§ **What the task requires**
Hand back all of the records exactly as they read.

§ **Data**
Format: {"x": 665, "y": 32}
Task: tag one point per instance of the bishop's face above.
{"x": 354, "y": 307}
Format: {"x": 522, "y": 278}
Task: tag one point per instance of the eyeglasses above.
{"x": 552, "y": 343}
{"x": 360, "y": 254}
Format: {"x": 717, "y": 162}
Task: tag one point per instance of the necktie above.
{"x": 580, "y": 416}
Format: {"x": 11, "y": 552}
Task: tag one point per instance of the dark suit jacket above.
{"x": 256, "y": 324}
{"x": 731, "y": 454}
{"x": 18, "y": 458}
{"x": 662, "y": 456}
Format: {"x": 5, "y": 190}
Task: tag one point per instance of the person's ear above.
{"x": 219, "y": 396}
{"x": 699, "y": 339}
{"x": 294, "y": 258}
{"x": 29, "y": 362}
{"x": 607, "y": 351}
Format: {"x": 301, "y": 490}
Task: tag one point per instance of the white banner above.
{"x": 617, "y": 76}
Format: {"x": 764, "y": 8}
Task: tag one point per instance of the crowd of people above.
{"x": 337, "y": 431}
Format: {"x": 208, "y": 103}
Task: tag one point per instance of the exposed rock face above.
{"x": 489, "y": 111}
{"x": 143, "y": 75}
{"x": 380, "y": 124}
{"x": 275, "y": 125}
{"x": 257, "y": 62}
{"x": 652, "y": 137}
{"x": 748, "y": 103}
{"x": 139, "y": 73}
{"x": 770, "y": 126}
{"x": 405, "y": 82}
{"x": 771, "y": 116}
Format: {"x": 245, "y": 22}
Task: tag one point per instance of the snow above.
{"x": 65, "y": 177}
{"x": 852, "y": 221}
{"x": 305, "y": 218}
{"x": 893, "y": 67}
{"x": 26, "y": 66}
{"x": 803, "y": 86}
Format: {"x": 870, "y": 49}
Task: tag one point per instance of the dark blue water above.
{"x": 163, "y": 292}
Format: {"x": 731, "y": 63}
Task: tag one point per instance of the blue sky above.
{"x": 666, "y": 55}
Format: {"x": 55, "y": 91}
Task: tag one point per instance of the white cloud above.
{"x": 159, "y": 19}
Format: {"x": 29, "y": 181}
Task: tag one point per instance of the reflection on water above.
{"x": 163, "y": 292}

§ **Answer space**
Format: {"x": 665, "y": 32}
Task: tag one point per instance of the bishop's face above.
{"x": 354, "y": 307}
Format: {"x": 522, "y": 278}
Task: tag one point per instance of the eyeglasses above.
{"x": 552, "y": 343}
{"x": 360, "y": 254}
Format: {"x": 717, "y": 162}
Task: tag one point per instance of the necktie above.
{"x": 580, "y": 416}
Format: {"x": 11, "y": 552}
Task: tag one point per instance of the dark suit jacket above.
{"x": 256, "y": 324}
{"x": 731, "y": 454}
{"x": 18, "y": 458}
{"x": 662, "y": 456}
Format: {"x": 5, "y": 190}
Task: tag one point per instance of the person's ear above.
{"x": 219, "y": 396}
{"x": 699, "y": 339}
{"x": 294, "y": 258}
{"x": 29, "y": 362}
{"x": 607, "y": 351}
Format: {"x": 301, "y": 490}
Task: tag one point per instance of the white banner above.
{"x": 617, "y": 76}
Format: {"x": 764, "y": 8}
Task: tag one point per instance of the crowd of people above.
{"x": 337, "y": 431}
Format: {"x": 208, "y": 103}
Task: tag one point per instance of the exposed rock face above.
{"x": 489, "y": 111}
{"x": 143, "y": 75}
{"x": 380, "y": 124}
{"x": 275, "y": 125}
{"x": 257, "y": 62}
{"x": 652, "y": 137}
{"x": 748, "y": 103}
{"x": 139, "y": 73}
{"x": 770, "y": 126}
{"x": 405, "y": 82}
{"x": 771, "y": 116}
Format: {"x": 245, "y": 22}
Task: tag one point per instance of the snow above.
{"x": 65, "y": 177}
{"x": 852, "y": 221}
{"x": 305, "y": 218}
{"x": 893, "y": 67}
{"x": 26, "y": 66}
{"x": 803, "y": 86}
Format: {"x": 870, "y": 49}
Task: tag one point per instance of the dark blue water above.
{"x": 163, "y": 292}
Format: {"x": 731, "y": 63}
Task: tag one point per instance of the blue sky above.
{"x": 666, "y": 55}
Format: {"x": 55, "y": 91}
Task: tag one point per instance of the white cloud above.
{"x": 159, "y": 19}
Format: {"x": 29, "y": 181}
Task: tag one point per instance of the reflection on water above.
{"x": 163, "y": 292}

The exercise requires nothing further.